(A run of records)

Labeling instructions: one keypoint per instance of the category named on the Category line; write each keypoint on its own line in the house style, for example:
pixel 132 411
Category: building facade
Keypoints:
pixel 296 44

Work to be completed: Can you rewrite the records above with "building facade" replaced by "storefront" and everything else left as it is?

Completed exercise:
Labeling instructions: one keypoint per instance of the category named on the Category line; write each keypoint on its own line in the house style, for example:
pixel 132 411
Category: storefront
Keypoints:
pixel 296 44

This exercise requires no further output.